## PROBLEM
Write the records out again, exactly.

## EXTRACTED DATA
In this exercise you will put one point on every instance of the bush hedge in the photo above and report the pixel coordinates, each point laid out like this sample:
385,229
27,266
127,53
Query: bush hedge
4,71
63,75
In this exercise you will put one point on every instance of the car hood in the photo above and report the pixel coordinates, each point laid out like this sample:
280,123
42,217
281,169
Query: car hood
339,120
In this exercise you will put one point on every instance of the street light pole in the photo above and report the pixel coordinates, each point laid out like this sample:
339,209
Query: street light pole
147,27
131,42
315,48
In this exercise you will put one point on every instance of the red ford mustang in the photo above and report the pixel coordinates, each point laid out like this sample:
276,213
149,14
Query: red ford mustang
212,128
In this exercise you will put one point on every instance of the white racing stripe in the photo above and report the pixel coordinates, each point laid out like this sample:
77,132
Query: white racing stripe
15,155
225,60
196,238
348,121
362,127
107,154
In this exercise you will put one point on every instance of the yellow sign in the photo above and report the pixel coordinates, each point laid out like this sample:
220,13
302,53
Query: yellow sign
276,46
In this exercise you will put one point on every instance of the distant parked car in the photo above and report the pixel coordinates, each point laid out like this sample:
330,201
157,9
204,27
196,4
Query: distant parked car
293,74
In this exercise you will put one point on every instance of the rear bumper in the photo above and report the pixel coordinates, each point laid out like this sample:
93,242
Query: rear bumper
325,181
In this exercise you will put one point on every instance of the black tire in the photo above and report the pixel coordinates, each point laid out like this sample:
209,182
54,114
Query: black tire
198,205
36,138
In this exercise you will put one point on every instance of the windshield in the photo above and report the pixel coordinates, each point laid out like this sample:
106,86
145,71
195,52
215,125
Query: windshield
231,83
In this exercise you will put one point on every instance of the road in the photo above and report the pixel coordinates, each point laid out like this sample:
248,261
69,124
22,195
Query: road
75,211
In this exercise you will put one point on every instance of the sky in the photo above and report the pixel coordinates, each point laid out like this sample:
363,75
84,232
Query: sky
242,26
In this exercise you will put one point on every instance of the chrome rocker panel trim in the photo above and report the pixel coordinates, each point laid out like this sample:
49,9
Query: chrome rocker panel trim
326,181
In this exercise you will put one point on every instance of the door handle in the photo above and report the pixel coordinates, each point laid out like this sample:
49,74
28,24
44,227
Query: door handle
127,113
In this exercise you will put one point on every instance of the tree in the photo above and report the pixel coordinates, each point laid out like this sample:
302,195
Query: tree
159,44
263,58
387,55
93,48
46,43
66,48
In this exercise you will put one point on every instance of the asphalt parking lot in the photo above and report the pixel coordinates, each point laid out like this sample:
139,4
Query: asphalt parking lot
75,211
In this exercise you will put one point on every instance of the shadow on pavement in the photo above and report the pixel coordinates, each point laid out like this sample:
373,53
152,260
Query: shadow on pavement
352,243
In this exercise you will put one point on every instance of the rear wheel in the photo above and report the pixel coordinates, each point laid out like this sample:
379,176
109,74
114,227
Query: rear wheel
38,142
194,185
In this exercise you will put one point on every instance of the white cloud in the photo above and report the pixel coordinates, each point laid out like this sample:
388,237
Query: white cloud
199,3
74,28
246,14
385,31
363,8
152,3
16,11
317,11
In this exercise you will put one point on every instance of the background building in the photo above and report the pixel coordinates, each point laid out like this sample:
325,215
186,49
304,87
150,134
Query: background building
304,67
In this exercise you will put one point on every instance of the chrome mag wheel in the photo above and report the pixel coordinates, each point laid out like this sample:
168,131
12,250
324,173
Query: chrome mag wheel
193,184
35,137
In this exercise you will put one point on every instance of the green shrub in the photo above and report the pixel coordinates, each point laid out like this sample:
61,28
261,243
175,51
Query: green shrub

## TASK RESPONSE
In this exercise you will put one point on every instance of the bush hedge in the photo above and report the pixel coordinates, each point laid out like this sample:
385,229
27,266
127,53
Query: bush hedge
4,71
63,75
In this exercise you will put one point on every instance of the car hood in the photo above and report the pixel coordinates, each point laid out like this sample:
280,123
42,217
281,169
Query: car hood
339,120
In this exercise you will put one point on every instance of the street light pole in the photo above and report the pixel coordinates, each point laid out like this sample:
339,209
Query: street light pole
147,27
131,42
315,48
In this exercise you will put one point on every instance of the red ford mustang in the photo above and report the pixel coordinates, each point laid out like this sample:
276,213
149,14
Query: red ford mustang
212,128
In this exercise you will put one point on every instance of the white racing stripe in the photo above and report the pixel coordinates, each point laid out like this sample:
77,132
Query: white racing stripe
15,155
225,60
196,238
348,121
362,127
107,154
In this exercise you will put one point on every instance of the yellow sign in the photo above and report the pixel coordinates, each point laid out like this sample:
220,13
302,53
Query: yellow sign
276,46
In this exercise you will put one point on every instance of the distant parked car in the photo above and report the pixel coordinates, each point laid out like this sample:
330,201
157,9
204,27
196,4
Query: distant parked car
293,74
In this exercise you will put one point on every instance of the rear bumper in the photo above and report the pixel coordinates, each point laid out like this sample:
93,242
Query: rear bumper
325,181
In this exercise you will put one point on every instance of the black tire in the photo above and report the pixel coordinates, each point laid out like this sample:
209,182
54,114
Query: black tire
198,205
36,138
In this exercise you will put one point on every instance of the windshield in the photo above and report the pixel coordinates, each point laid out like this sample:
106,86
145,71
195,52
215,125
Query: windshield
231,83
In this exercise you will put one point on every instance of the road in the photo above and report the pixel coordinates, each point laid out like this sample:
248,261
69,124
22,195
Query: road
75,211
In this exercise you will put one point on every instance of the sky in the photo above and report the pixel coordinates, each point laid out like this sample:
363,75
84,232
Query: sky
242,26
In this exercise you will put one point on every instance of the chrome rocker panel trim in the photo above and report the pixel coordinates, each point laid out like this sample:
49,9
Query: chrome rocker panel trim
326,181
In this exercise you will put one point on every instance of the door handle in the photo above and report the pixel coordinates, each point laid out like this sample:
49,74
28,24
44,227
Query: door handle
127,113
In this exercise you will put one point on every instance of the tree in the photo above and report the pixel coordinates, each point laid out like this sample:
302,195
Query: tree
159,44
263,58
387,55
93,48
46,43
66,48
In this exercise you will put one point on every instance of the asphalt parking lot in the photo above and report the pixel coordinates, each point laid out like this sample:
139,4
Query: asphalt parking lot
75,211
In this exercise you will put one point on every instance of the shadow on pavement in the photo above and report the pixel coordinates, each point laid out like this sample:
373,53
152,260
Query: shadow on pavement
352,243
In this exercise you will put one point on every instance of the rear wheel in the photo above and report the pixel coordinates, each point laid out like this sample:
379,176
109,74
114,227
Query: rear wheel
38,142
194,185
In this exercise you will put one point on every instance of the white cloud in the photo above and report the pixel coordinates, each point laid out like this sample:
388,237
Query: white cloud
199,3
74,28
246,14
385,31
363,8
152,3
16,11
317,11
In this exercise you will put one point on every instance of the background building in the photo above and report the pixel coordinates, each point laid out like this sample:
325,215
186,49
304,87
150,134
Query: background building
304,67
In this exercise you will put one point on every instance of the chrome mag wheel in the photo above and report the pixel coordinates, each point laid out like this sample:
168,131
12,250
324,173
Query: chrome mag wheel
193,184
35,137
In this exercise you will put one point on every instance of the green shrub in the photo above and report the pixel coordinates, each point laid out like this sample:
61,28
261,243
175,51
Query: green shrub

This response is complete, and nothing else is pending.